Copy out all of the records below verbatim, keeping every line as it stands.

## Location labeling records
* * * * * * * * *

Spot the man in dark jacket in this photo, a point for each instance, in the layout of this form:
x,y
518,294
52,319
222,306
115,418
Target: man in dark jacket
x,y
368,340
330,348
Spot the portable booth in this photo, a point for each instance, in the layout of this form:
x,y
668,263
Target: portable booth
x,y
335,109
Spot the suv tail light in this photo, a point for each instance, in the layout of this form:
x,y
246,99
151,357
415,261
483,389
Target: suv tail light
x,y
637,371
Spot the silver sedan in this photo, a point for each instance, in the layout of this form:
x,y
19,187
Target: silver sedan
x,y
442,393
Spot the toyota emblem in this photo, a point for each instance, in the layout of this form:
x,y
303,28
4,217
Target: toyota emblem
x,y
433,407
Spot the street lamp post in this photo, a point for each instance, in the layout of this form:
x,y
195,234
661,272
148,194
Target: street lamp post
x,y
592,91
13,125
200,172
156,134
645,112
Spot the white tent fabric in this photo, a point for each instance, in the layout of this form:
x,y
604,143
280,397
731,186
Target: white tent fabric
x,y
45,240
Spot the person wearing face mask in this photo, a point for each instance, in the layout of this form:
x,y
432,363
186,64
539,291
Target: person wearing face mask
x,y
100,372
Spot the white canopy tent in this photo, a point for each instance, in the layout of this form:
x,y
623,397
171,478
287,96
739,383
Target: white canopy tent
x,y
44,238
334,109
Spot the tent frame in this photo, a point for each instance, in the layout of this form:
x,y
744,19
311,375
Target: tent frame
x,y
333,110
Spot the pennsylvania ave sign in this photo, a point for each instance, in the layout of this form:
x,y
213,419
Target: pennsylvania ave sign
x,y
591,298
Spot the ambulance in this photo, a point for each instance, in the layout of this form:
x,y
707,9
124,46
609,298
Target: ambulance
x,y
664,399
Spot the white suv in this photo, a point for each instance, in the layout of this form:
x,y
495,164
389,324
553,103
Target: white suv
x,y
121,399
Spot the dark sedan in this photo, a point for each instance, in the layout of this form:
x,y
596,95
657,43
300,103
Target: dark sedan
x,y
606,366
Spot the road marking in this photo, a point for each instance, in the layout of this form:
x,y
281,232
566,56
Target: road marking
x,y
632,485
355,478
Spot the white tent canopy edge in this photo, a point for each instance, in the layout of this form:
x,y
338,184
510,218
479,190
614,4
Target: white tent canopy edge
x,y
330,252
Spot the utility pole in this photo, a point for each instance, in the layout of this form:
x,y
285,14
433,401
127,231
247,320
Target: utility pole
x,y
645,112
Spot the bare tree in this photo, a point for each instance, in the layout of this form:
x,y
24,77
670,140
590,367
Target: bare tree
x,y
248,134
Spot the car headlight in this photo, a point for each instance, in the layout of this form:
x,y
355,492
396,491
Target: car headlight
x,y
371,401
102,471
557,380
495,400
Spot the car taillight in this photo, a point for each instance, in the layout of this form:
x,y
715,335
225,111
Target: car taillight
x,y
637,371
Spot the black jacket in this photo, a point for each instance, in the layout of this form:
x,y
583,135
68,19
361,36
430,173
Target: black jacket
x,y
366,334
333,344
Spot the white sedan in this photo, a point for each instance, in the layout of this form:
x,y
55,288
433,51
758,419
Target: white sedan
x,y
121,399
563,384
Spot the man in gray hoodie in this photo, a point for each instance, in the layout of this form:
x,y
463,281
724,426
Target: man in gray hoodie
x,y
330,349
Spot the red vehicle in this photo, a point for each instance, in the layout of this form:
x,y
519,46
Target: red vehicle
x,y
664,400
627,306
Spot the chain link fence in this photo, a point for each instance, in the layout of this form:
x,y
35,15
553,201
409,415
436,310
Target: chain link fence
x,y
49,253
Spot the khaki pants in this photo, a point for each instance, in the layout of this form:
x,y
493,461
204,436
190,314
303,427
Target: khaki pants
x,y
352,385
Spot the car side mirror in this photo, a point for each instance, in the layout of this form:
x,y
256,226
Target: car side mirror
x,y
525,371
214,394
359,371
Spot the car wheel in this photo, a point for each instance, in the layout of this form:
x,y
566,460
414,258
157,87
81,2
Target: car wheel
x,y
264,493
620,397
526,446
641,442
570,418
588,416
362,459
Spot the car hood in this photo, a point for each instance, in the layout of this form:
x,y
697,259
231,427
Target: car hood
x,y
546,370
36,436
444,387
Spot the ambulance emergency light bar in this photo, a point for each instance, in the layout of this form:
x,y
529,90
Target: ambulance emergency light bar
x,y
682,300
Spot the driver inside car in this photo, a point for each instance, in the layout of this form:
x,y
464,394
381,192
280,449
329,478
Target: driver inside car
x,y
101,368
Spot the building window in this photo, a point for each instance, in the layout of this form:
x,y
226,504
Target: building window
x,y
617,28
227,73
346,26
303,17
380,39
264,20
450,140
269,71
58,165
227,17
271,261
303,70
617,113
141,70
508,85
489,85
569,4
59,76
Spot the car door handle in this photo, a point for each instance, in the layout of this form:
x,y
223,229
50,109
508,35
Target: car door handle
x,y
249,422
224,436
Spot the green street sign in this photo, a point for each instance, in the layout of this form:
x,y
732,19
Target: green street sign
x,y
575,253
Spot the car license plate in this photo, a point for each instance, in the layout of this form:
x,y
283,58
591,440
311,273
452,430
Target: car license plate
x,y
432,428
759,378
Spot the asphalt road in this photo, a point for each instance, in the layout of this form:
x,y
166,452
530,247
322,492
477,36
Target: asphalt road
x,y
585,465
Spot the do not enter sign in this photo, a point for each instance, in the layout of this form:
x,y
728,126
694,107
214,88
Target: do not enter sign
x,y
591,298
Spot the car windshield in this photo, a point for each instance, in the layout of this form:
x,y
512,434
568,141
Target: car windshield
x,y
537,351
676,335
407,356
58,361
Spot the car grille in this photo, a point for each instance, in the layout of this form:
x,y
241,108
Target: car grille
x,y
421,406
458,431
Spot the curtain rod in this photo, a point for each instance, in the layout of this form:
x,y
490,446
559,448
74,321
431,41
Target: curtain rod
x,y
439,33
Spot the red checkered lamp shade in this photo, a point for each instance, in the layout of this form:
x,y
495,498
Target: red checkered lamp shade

* * * * * * * * *

## Result
Spot the man in dark jacket in this photo, a point for each instance, in the layout of this form:
x,y
518,294
52,319
222,306
115,418
Target: man in dark jacket
x,y
368,340
330,348
Spot the portable booth in this photo, a point for each instance, in the layout of this form:
x,y
668,263
Target: portable booth
x,y
335,109
Spot the suv tail light in this photo, a point for each instance, in the layout of this form:
x,y
246,99
151,357
415,261
483,389
Target: suv tail light
x,y
637,371
Spot the silver sedan in this photo, a point for each instance, in the layout of this form:
x,y
19,187
Target: silver sedan
x,y
442,393
Spot the toyota emblem in this photo, a point for each instance, in the layout of this form:
x,y
303,28
4,217
Target: toyota emblem
x,y
433,407
Spot the street lamp post in this photo, a point for each instance, in the layout of this form:
x,y
195,234
661,272
148,194
Target: street lamp post
x,y
592,91
13,125
200,172
156,134
645,112
Spot the white tent fabric in this photo, a point for each instance, in the layout of this form:
x,y
604,143
280,397
731,186
Target: white tent fabric
x,y
45,240
Spot the person wearing face mask in this photo, a point for each instance, in the layout of this form:
x,y
432,363
186,64
539,291
Target: person wearing face mask
x,y
100,372
Spot the white canopy tent in this photo, a point for each instance, in the layout of this form:
x,y
623,397
171,478
287,96
739,383
Target: white canopy tent
x,y
44,238
334,109
Spot the tent frame in this photo, a point for each instance, in the layout of this form:
x,y
744,19
311,375
Target: tent frame
x,y
333,110
Spot the pennsylvania ave sign in this photo, a point for each instance, in the layout of this form:
x,y
213,419
Target: pennsylvania ave sign
x,y
591,298
Spot the ambulance in this photo, a point for each instance, in the layout of this form:
x,y
707,9
124,46
609,298
Target: ambulance
x,y
664,399
Spot the white suv in this photo, a point for each instance, in the layout of this form:
x,y
495,164
389,324
553,103
Target: white suv
x,y
121,399
Spot the dark sedan in this photo, a point for each instance, in the layout of this form:
x,y
596,95
657,43
300,103
Target: dark sedan
x,y
606,366
Spot the road marking in this photo, a point for each instance, in the layout of this form:
x,y
281,232
566,56
Target: road marking
x,y
632,485
355,478
Spot the white tent canopy edge in this photo, a point for each instance, in the layout of this form:
x,y
338,184
510,218
479,190
614,4
Target: white tent canopy edge
x,y
330,252
Spot the utility pole in this photo, a point for each instance, in the layout of this form:
x,y
285,14
433,401
127,231
247,320
Target: utility pole
x,y
645,112
Spot the bare tree in this photo, a point for each instance, in the layout of this form:
x,y
24,77
670,140
590,367
Target: bare tree
x,y
248,134
Spot the car headlight in this photo, a point for each instance, in the layout of this form:
x,y
355,492
396,491
Target: car headlight
x,y
371,401
102,471
557,380
495,400
Spot the car taillight in this photo, a point for each instance, in the layout of this form:
x,y
715,335
225,111
Target: car taillight
x,y
637,371
Spot the black jacket in this photo, a point for each instance, in the layout of this form:
x,y
583,135
68,19
361,36
430,173
Target: black jacket
x,y
366,334
333,344
Spot the white sedan in this photo, a point for each instance, in the layout of this form:
x,y
55,288
433,51
758,419
Target: white sedan
x,y
121,399
563,384
Spot the man in gray hoodie in this photo, a point for each instance, in the layout of this form:
x,y
463,281
724,426
Target: man in gray hoodie
x,y
330,349
Spot the red vehicle in this photo, a point for each instance, in the layout of this form:
x,y
519,46
Target: red vehicle
x,y
664,400
627,306
Spot the chain link fence in this photo, a point for each instance, in the layout of this form:
x,y
35,15
553,201
409,415
436,310
Target: chain link fence
x,y
49,253
Spot the khaki pants in this photo, a point for each instance, in the layout of this form:
x,y
493,461
204,436
190,314
303,427
Target: khaki pants
x,y
352,385
Spot the car side mirror in this photo, a point for each instance, in the layout of this form:
x,y
256,226
Target: car side mirror
x,y
525,371
214,394
359,371
Spot the car wheel in this photo, a point for each instance, in the layout of this form:
x,y
566,460
414,258
157,87
81,2
Target: car wheel
x,y
264,493
620,397
526,446
641,442
570,418
588,416
362,459
Spot the car hood in this photo, a point for each instance, in the layout of this form:
x,y
697,259
231,427
Target: car hood
x,y
546,370
36,436
444,387
Spot the ambulance emergency light bar in this photo, a point for each instance, in the layout of this form:
x,y
529,90
Target: ambulance emergency light bar
x,y
682,300
Spot the driver inside car in this photo, a point for each instance, in the layout of this form:
x,y
464,394
381,192
280,449
329,478
Target: driver inside car
x,y
101,368
Spot the building window in this photo, a point for each instance, in the layout of this form:
x,y
226,504
Target: building window
x,y
617,28
227,73
346,26
303,17
380,39
264,20
450,140
269,71
58,165
227,17
271,261
303,70
617,113
141,70
508,85
489,85
569,4
59,76
Spot the car door handle in this photo, a point for each instance, in the layout of this form:
x,y
223,229
50,109
508,35
Target: car door handle
x,y
249,422
224,436
Spot the green street sign in this photo, a point for each instance, in the layout of this form:
x,y
732,19
Target: green street sign
x,y
575,253
Spot the car license plate in this photo, a point for each instance, in the layout of this form:
x,y
283,58
591,440
311,273
452,430
Target: car license plate
x,y
432,428
759,378
Spot the asphalt road in this photo, a point for each instance, in the layout of this form:
x,y
166,452
530,247
322,492
477,36
Target: asphalt road
x,y
585,465
Spot the do not enter sign in this photo, a point for each instance, in the layout of this form:
x,y
728,126
694,107
214,88
Target: do not enter sign
x,y
591,298
Spot the car windshield in this photo, a point for each instance, in the layout of this form:
x,y
512,434
568,141
Target: car windshield
x,y
537,351
676,335
407,356
58,361
Spot the car grille in this photo, a point for each instance, in the layout of this form:
x,y
241,108
Target: car grille
x,y
421,406
458,431
Spot the curtain rod in this photo, a point for each instance, in the layout of this form:
x,y
490,446
559,448
74,321
431,41
Target: curtain rod
x,y
439,33
Spot the red checkered lamp shade in this photo, a point for each instance, in the layout of this form:
x,y
495,498
Target: red checkered lamp shade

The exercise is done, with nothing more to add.